EXTRACT TO READ:
-- Start --
Also, a larger show means you need more bandwidth for your web site. Bandwidth is the amount of information transferred to and from your web site each month. There is a limit to how much you can transfer. With most web sites this is not a problem, but with podcasts it can be a problem because of the size of the MP3 files. We will talk more about bandwidth later, and where you can host your podcast. For now just know that the longer your podcast, the larger the MP3 file and the more bandwidth you will need for your hosting.

How Often Will You Post Your Podcast?

Will you do your show daily, weekly, monthly or just whenever you feel like it? This will depend largely on how busy your life is. How much time does your job, family or other obligations take up? Take an inventory of your life and estimate how much time you will have to work on your podcast.

Stay in Regular Contact with Your Listeners

It’s important, if possible, to have a regular schedule for posting your show. If you have a regular schedule it will help with listener loyalty. They will know when to expect from you and look forward to your new shows.

With our busy schedules, we don’t always get our podcasts out when we plan to. But do your best. we’re working on getting better at this.
-- End --
Entries from a dataset:
-- Start --
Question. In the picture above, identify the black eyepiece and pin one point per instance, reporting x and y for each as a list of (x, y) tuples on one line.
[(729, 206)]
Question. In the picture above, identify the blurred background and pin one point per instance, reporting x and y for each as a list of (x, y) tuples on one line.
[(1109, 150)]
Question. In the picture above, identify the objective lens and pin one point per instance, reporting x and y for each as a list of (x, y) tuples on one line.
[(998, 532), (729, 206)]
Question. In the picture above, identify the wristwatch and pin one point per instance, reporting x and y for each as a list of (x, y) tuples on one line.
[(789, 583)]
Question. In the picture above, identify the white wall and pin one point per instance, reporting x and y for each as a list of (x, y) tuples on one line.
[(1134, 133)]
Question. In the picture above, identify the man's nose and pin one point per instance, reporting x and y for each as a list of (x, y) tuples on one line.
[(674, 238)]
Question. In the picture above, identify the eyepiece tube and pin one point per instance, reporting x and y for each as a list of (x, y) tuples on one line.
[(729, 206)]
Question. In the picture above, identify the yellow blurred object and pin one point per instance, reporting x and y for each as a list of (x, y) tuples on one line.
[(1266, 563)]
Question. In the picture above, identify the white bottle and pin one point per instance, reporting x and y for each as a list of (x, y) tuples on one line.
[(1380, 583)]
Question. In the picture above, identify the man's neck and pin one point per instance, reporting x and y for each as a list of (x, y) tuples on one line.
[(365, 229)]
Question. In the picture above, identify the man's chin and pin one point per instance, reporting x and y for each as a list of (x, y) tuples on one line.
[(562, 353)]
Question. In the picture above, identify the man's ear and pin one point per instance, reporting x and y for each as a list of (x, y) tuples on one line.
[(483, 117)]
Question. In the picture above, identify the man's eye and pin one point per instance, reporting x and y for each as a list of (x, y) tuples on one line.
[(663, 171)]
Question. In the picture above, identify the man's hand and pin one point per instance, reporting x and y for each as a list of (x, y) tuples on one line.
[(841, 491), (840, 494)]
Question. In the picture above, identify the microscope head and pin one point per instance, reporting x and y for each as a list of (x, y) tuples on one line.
-- End --
PROBLEM:
Continue the podcasting guide on show length and posting schedules, starting right after its final sentence. The listing plays no part in what is asked here.

THE OUTPUT:
If you’re podcasting for an organization or fund raising promotion, then we would suggest doing at least one podcast a week. Bi-weekly may work, but it’s important to have regular contact with your listeners. Every day that goes by your listeners can easily forget about you a little more.

People have short attention spans and short-term memory. You want to stay in the minds of your listeners on a regular basis. Bandwidth is an issue here, too. The more often you post your podcast, the more people will be downloading from your site which requires more bandwidth from your hosting.

How Often Can You Get Fresh Content for Your Podcast

How much fresh content is available for your show and how often can you get it? For example, if your podcast is women sports-based, how often does interesting news on your topic come along? How often can you create the content for your show?

Technically Producing, Editing and Hosting Your Podcast

This is where we help you to open the mic and just start talking (or whatever else you plan on doing in your podcast). We can coach you on this!

But, there’s a lot of back end production work that goes into the final polished podcast.  And, this is where we come into play with our technical expertise. Once you’ve created your first podcast, we need to prepare it for editing, publishing and then hosting it on the Internet. This involves some of the following:

  • Editing for sound quality
  • Taking out umms, ahhs and pauses, coughs and sniffles
  • Inserting music
  • Inserting ad spots ( if appropriate)
  • Creating an MP3 Files
  • ID3 Tags for Podcasts
  • Podcast Hosting (blogs, web hosting, RSS feeds)
  • Free Podcast Hosting
  • Naming Your Podcast File ( 3-4 words)
  • Uploading Your Podcast
  • Writing Podcast Show Notes
  • Posting Show Notes

NEXT STEPS & SUMMARY

With all this in mind, remember, you know what’s best for you, your show and your potential audience when it comes to the length and frequency of your show.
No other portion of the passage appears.